• TASK REQUIREMENTS
Render every line of the rows below as a JSON array of strings, one string per line, skipping blank lines and omitting the pictures.

━━━━━ INFORMATION SHOWN

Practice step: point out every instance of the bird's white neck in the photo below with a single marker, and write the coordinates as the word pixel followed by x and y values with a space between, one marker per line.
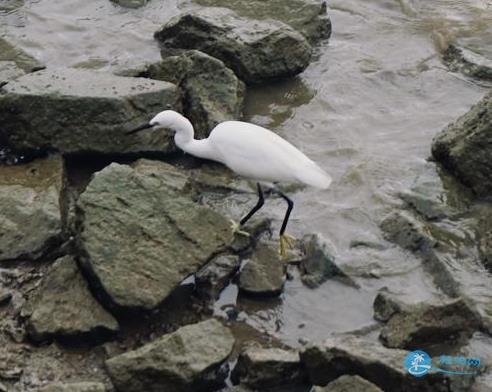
pixel 184 139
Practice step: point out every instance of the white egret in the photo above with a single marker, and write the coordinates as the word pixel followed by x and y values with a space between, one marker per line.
pixel 250 151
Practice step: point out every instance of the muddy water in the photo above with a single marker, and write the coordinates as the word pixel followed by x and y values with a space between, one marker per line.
pixel 366 109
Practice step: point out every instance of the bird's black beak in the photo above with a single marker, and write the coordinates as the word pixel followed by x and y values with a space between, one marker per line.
pixel 140 128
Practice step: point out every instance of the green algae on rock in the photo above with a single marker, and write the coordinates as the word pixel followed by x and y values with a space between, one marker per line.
pixel 186 360
pixel 257 51
pixel 141 234
pixel 83 111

━━━━━━━━━━

• CORRECT RESULT
[
  "Practice step: point out every instance of the bird's white neck in the photo below with a single marker, and write the coordinates as the word pixel followed by x and y values with a space between, one marker per line.",
  "pixel 184 139",
  "Practice step: point out every instance of the white egret in the photo above with a single marker, and write the coordinates as the word pixel followed by x and y values with a space between, one marker per line.",
  "pixel 250 151",
  "Practice step: point out every instance of the muddy water in the photo above with a single marker, and write the coordinates as the word pixel followed by x and y values with a space between, one marker per line.",
  "pixel 366 109",
  "Practice step: point out every instance of the bird's black beak in the photo above with a single marker, and write the coordinates as the word pixel followed by x and y values with a space between, one marker per line.",
  "pixel 140 128",
  "Practice step: point out every instance of the green algae on rock in the photo above with a single marker, and write the coordinates as the word pixel followed by x and y values with a space between, one marker per line.",
  "pixel 186 360",
  "pixel 257 51",
  "pixel 141 234",
  "pixel 83 111"
]